◆ **ASSIGNED TASK**: Below is a listing from which only part is wanted; return exactly the lines from the one with "box: [385, 279, 406, 301]" up to and including the one with "357H549L554 363L563 365L559".

◆ **MATERIAL TO PROCESS**:
· · · ·

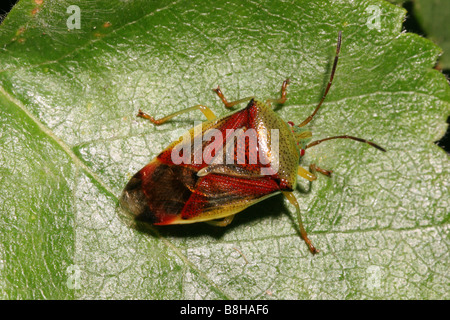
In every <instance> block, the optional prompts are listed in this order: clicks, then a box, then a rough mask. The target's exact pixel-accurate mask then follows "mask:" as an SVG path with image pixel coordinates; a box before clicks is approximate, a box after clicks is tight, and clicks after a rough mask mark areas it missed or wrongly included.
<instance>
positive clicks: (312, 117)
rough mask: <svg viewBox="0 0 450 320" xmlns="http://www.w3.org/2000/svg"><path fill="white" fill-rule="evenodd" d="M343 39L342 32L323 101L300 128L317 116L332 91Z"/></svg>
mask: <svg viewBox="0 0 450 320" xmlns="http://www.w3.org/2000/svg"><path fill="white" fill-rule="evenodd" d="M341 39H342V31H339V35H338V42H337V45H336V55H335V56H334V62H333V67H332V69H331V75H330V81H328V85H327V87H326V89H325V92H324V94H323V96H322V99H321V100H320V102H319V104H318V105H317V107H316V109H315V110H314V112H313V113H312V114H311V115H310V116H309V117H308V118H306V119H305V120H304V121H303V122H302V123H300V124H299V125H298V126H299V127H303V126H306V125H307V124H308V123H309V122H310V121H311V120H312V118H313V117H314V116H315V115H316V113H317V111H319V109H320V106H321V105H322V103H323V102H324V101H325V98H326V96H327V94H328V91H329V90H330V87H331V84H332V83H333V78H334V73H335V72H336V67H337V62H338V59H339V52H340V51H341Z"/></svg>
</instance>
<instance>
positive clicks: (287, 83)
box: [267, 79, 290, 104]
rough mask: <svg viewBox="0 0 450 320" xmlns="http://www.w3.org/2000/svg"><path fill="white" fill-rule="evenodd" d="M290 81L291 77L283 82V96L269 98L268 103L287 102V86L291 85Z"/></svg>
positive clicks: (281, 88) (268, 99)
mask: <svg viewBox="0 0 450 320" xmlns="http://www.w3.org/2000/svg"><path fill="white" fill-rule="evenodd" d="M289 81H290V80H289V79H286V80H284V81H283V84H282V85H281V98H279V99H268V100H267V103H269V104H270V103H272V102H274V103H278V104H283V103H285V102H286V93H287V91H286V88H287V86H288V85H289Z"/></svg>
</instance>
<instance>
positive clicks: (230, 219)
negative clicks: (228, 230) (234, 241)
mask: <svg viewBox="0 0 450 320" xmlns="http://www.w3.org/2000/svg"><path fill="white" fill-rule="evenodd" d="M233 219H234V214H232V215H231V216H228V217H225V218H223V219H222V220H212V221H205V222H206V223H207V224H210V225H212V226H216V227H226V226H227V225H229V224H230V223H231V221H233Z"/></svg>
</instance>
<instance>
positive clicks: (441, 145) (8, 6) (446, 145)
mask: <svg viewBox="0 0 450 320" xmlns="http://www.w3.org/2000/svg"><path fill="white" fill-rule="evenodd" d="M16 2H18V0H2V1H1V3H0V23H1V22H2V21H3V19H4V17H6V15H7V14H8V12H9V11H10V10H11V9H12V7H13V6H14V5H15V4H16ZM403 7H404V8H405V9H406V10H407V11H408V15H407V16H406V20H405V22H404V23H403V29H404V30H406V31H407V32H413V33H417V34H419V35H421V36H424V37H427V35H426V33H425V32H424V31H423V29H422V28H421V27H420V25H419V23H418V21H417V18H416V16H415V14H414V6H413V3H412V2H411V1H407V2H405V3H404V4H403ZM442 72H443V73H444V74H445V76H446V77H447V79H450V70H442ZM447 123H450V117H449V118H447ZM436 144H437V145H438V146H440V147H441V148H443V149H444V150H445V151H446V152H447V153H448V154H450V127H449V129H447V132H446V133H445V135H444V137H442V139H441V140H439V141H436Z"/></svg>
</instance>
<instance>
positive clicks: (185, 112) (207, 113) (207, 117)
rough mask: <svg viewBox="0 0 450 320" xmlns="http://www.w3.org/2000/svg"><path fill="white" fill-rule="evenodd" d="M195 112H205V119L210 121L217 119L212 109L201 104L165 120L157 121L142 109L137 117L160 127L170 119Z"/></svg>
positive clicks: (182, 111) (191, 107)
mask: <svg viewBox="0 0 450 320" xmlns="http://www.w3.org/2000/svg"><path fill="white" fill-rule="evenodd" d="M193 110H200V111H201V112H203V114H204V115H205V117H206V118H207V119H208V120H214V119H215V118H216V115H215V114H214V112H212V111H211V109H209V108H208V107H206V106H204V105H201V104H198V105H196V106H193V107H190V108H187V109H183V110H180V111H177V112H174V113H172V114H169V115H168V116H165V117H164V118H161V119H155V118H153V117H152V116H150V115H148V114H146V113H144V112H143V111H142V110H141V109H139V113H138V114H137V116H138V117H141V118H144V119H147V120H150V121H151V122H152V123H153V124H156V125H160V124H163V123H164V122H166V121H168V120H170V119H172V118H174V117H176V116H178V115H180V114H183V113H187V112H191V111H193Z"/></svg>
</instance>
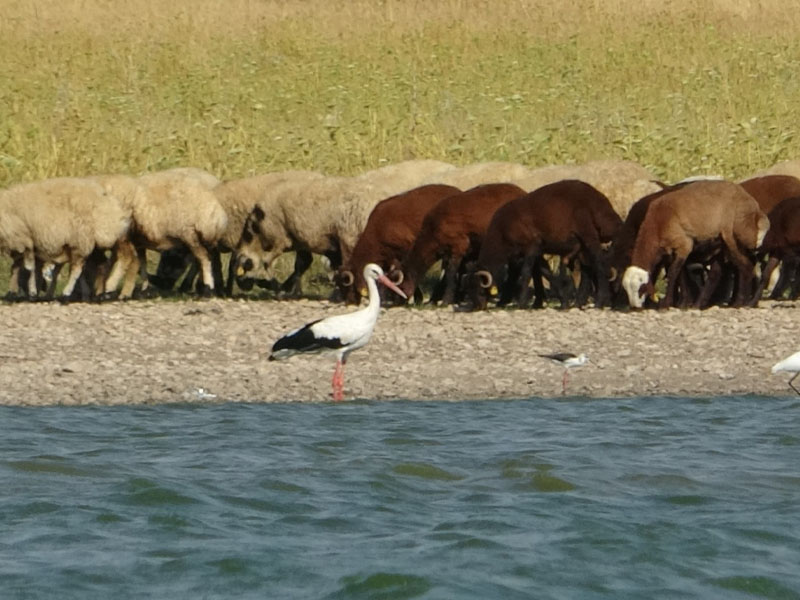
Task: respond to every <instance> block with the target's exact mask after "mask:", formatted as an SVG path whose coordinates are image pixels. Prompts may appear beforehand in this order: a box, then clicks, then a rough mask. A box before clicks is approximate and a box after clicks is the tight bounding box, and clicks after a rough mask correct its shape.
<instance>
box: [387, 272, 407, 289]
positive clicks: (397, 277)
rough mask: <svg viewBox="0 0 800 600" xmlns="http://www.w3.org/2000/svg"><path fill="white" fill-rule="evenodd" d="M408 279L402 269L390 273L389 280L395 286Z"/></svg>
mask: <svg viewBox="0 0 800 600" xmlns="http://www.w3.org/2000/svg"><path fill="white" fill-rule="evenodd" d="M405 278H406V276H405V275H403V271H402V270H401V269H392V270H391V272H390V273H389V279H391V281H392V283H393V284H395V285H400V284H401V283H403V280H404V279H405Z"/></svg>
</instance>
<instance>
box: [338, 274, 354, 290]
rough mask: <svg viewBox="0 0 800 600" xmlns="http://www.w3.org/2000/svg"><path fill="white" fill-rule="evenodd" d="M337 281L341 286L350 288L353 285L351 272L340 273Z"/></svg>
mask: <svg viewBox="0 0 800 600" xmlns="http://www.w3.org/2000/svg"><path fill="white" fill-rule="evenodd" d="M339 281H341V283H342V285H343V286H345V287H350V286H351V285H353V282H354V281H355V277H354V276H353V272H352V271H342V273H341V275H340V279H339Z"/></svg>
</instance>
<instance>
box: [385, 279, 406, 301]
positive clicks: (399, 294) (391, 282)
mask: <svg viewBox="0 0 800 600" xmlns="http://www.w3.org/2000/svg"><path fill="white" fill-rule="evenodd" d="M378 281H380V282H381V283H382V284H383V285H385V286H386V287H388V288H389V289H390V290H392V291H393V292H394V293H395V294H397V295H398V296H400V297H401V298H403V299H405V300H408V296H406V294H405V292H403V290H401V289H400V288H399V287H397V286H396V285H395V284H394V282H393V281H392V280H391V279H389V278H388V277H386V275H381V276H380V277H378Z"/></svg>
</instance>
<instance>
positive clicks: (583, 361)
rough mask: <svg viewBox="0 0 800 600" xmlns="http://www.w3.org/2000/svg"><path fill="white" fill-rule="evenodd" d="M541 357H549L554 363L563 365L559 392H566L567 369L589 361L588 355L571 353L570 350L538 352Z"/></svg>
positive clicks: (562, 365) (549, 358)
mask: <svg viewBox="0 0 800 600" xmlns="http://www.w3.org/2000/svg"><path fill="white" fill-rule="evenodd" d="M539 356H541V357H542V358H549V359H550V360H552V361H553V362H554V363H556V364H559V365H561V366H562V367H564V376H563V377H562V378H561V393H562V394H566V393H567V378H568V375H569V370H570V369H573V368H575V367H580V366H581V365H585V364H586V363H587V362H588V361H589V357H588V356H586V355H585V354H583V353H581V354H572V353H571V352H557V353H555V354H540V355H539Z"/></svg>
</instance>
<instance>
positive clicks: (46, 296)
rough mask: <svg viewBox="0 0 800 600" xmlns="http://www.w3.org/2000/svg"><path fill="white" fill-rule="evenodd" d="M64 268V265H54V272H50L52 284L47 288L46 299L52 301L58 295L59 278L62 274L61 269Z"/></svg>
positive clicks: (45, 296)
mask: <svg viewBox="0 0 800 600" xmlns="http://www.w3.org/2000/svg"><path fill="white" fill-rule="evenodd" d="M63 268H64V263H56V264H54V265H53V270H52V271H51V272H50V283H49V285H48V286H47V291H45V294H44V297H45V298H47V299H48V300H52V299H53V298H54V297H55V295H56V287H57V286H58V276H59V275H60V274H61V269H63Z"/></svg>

· · · ·

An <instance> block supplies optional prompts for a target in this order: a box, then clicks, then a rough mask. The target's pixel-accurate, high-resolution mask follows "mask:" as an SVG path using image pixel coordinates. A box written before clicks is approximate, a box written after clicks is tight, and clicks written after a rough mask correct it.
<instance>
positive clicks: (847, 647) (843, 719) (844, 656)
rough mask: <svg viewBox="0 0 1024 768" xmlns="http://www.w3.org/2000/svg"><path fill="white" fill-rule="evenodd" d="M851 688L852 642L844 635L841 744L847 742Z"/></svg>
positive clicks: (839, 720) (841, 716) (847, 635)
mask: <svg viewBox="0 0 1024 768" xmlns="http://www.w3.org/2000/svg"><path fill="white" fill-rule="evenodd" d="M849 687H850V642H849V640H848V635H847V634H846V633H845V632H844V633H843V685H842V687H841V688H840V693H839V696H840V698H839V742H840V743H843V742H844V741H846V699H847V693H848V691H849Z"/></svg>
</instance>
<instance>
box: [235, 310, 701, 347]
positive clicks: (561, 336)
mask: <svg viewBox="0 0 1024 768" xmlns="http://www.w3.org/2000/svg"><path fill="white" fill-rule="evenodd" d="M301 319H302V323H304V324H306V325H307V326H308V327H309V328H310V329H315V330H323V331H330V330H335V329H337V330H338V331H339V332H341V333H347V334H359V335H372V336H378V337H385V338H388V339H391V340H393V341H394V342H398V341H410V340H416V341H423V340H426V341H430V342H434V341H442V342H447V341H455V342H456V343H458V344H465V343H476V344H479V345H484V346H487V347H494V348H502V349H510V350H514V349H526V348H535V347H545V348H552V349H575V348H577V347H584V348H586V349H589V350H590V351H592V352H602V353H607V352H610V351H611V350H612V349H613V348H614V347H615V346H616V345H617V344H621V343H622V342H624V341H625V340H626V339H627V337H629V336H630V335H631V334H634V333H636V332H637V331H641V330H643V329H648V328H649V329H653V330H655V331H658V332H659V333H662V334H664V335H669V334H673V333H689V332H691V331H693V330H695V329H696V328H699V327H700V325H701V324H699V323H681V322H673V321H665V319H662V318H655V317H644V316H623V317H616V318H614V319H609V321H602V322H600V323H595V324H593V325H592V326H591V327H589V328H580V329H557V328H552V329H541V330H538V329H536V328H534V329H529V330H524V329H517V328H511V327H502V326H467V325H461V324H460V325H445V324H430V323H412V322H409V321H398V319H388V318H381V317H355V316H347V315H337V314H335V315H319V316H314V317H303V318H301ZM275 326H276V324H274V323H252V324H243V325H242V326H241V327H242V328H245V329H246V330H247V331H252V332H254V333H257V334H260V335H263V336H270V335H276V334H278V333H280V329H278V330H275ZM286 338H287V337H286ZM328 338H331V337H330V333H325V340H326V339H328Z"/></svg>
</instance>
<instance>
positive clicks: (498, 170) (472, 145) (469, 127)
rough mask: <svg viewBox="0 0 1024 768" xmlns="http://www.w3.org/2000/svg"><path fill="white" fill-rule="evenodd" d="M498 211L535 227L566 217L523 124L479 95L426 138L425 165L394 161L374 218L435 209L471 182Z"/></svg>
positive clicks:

· · · ·

◆ **RESPONSE**:
box: [385, 279, 406, 301]
positive clicks: (399, 294) (391, 282)
mask: <svg viewBox="0 0 800 600" xmlns="http://www.w3.org/2000/svg"><path fill="white" fill-rule="evenodd" d="M378 281H380V282H381V283H382V284H383V285H385V286H386V287H388V288H389V289H390V290H392V291H393V292H394V293H395V294H397V295H398V296H400V297H401V298H403V299H405V300H408V296H406V294H405V292H403V290H401V289H400V288H399V287H397V286H396V285H395V284H394V282H393V281H392V280H391V279H389V278H388V277H386V275H381V276H380V277H378Z"/></svg>
</instance>
<instance>
positive clicks: (583, 361)
rough mask: <svg viewBox="0 0 800 600" xmlns="http://www.w3.org/2000/svg"><path fill="white" fill-rule="evenodd" d="M541 357H549L554 363L563 365L559 392H566L567 369L589 361L588 355L571 353L570 350L538 352Z"/></svg>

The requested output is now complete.